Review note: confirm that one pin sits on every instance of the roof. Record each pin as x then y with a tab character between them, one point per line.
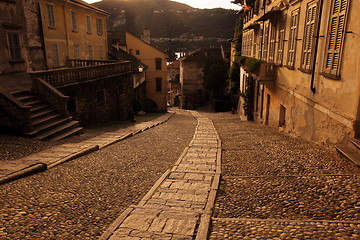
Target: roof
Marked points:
89	6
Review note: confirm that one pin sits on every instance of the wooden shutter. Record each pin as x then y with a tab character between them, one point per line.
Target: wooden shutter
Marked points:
293	36
281	40
335	36
308	40
51	15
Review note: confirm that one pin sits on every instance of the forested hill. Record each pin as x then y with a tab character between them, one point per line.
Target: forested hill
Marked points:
168	19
◆ ◆ ◆
Task goal
Would you transcribe, exactly, the lines running from the one that contains "of the wooden" through the final line of the listing above? Include both ends and nothing else.

Answer box
Review note: confirm that one pin sits on every instance of the wooden shutter. Record each pin as x then y with a tab character between them, one point per line.
Target: wooden shutter
Marked points:
293	36
281	40
335	36
308	40
51	15
Review note: confirm that one pin sits on every instance of the forested hill. Record each pin as x then y with a tab character between them, one point per line.
Target: forested hill
Marked points:
168	19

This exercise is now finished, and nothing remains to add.